-- Dataset entries --
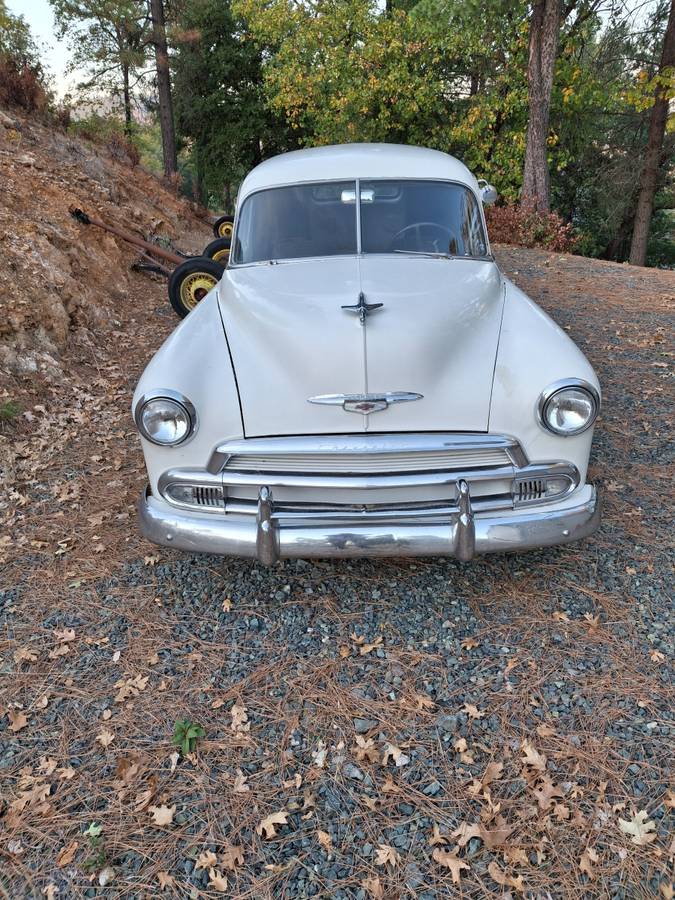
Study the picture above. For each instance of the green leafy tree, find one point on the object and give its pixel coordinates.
(344, 70)
(221, 113)
(23, 80)
(110, 39)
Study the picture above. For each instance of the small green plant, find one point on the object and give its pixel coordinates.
(97, 859)
(186, 734)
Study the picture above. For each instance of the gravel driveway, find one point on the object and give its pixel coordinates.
(371, 729)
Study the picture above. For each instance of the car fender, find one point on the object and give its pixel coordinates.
(533, 354)
(195, 362)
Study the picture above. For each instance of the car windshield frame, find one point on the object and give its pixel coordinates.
(359, 252)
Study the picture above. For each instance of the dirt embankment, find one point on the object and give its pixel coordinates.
(62, 284)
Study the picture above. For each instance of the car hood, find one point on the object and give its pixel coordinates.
(291, 341)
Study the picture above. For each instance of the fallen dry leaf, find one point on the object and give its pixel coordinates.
(450, 861)
(130, 687)
(545, 791)
(266, 827)
(387, 856)
(64, 635)
(368, 648)
(47, 765)
(17, 720)
(240, 722)
(162, 815)
(436, 837)
(232, 857)
(545, 730)
(641, 829)
(533, 758)
(217, 881)
(325, 840)
(588, 857)
(374, 887)
(165, 880)
(240, 786)
(465, 832)
(206, 860)
(391, 751)
(365, 749)
(506, 880)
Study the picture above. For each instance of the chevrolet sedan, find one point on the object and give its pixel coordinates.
(363, 380)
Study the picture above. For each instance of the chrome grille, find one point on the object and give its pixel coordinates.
(207, 496)
(369, 463)
(530, 489)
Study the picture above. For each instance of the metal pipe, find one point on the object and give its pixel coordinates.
(86, 219)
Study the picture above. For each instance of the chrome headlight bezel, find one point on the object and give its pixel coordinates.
(173, 397)
(554, 390)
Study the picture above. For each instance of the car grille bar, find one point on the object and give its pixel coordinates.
(367, 454)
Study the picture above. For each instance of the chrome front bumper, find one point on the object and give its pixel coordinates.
(465, 533)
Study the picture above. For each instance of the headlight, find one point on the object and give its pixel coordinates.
(166, 420)
(569, 407)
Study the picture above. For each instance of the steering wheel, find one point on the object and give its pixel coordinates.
(442, 230)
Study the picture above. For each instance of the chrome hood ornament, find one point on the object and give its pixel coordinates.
(365, 403)
(362, 309)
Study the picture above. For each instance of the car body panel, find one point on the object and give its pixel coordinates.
(472, 352)
(535, 352)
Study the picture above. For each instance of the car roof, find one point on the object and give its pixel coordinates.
(348, 161)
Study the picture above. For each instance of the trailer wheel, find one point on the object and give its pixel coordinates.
(218, 250)
(191, 281)
(223, 226)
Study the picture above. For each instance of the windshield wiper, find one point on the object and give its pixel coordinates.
(431, 253)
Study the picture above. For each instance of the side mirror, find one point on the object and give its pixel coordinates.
(488, 192)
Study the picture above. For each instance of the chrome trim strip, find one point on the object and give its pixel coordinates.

-- Activity --
Output every entry exactly, leaving out pictures.

-- Output below --
Study the picture above. For each instance of the green leafy tree, find one point on the object and give its pixel coordinates.
(344, 70)
(221, 113)
(23, 80)
(110, 39)
Study the picture above. For each instance of the small green plant, find one point on the object and give its pixel coordinates.
(97, 859)
(186, 734)
Study the picture above. For each instance of the gravel driveway, find one point on the object and give its pixel coordinates.
(371, 729)
Study the picture above. For each instance of the car fender, find one point on the object and give its pixel coordinates.
(533, 354)
(195, 362)
Study the picture above. For each instance of the car windshield frame, find one point on the object and give its pixel coordinates.
(359, 252)
Study the picture above. For each instance of the dirt embankment, find one point on the object and give its pixel coordinates.
(62, 284)
Study the picture above. For each instance of the car hood, find one point on the object and give its pixel coordinates.
(291, 341)
Study the picture above. For each instance of the fallen dry leaf, find one point on the object and give its pixel coordinates.
(450, 861)
(130, 687)
(545, 791)
(266, 827)
(387, 856)
(64, 635)
(368, 648)
(47, 765)
(17, 720)
(240, 722)
(162, 815)
(436, 837)
(232, 857)
(545, 730)
(641, 829)
(533, 758)
(217, 881)
(325, 840)
(588, 857)
(374, 887)
(165, 880)
(240, 786)
(465, 832)
(206, 860)
(391, 751)
(365, 749)
(506, 880)
Study the picture above. For each instance of the chevrolet sedan, find one point on the object and give its pixel coordinates.
(363, 380)
Study the picture above. For each instance of the chrome grille, find one point on the object and give its pixel coordinates.
(207, 496)
(369, 463)
(530, 489)
Study the picture above. For each instance of the metal pipe, find one point on the object and give its pixel coordinates.
(86, 219)
Study the picture above. For each instance of the chrome headlight bezel, find one point on the object and give its pixel coordinates.
(173, 397)
(554, 390)
Study the picture above. For each instance of the car grille bar, find one point on the object and give its pixel coordinates.
(367, 454)
Study the picture above. For each instance of the chrome front bumper, find one point on the object and give its pixel coordinates.
(465, 533)
Study the picture above. For each instance of the headlight, find one point on the object and give its pixel coordinates.
(166, 420)
(569, 407)
Study the picture above. For each instance of the steering wheel, find one point on the object and give its pixel coordinates.
(442, 230)
Study the picture above. For each instance of the chrome hood ornament, find one point on the object and give its pixel coordinates.
(365, 403)
(362, 309)
Study the picture above. For each instance of the car body panel, find one point on the object and give its pixel coordinates.
(472, 352)
(535, 352)
Study the picture above. For each instance of the car roof, find one point on the object and give its pixel coordinates.
(348, 161)
Study the picture above. For each instance of the trailer wheel, find one point on the object and give its pixel coordinates.
(218, 250)
(191, 281)
(223, 226)
Study the picture above. For each instance of the windshield wiper, find one point on the object and give its pixel coordinates.
(431, 253)
Study the picture above. For each instance of the side mirror, find one point on the object and give its pixel coordinates.
(488, 192)
Study the picture above. For each instance of the chrome trim strip, find one point on the object and give its pixel coordinates.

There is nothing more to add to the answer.